* **Aufgabe**
In welcher Form erfährt man laut dem Textauszug vom Happy End des Romans?

* **Textauszug**
Ja, das ist wirklich passiert. 🙂 Und ich erzähle den Roman nicht nach, es passiert eine ganze Menge abgesehen von diesen Eckpunkten. Und gerade bei all dem hatte ich mir doch gewünscht mit Fanny in dem Happy End baden und das richtig genießen zu dürfen. Das in Manier eines kurzen Rückblicks in einem letzten Kapitel zu erfahren ist nicht dasselbe. Aber es macht auch eines klar: es ging wahrscheinlich nie so sehr darum mit wem Fanny dann ihr Glück findet, sondern dass sie ihr Glück in die Hand nimmt (nicht reißt). Sich treu bleibt, aber für sich einsteht und beginnt etwas für ihr Leben zu wollen und sich das auch zu erlauben. Zu zeigen, dass andere erkennen werden wer sie ist, was ihre Tugenden sind, dass sie einen Charakter hat und ein Mensch ist. Vielleicht hatte ich fundamental andere Erwartungen und vermisse immer noch das klassische auserzählte Happy-End, aber mit der Botschaft kann ich leben.

* **Daten**
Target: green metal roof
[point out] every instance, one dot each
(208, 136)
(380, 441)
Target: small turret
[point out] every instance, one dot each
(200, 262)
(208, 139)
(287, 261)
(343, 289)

* **Schriftliche Antwort**
In Manier eines kurzen Rückblicks in einem letzten Kapitel.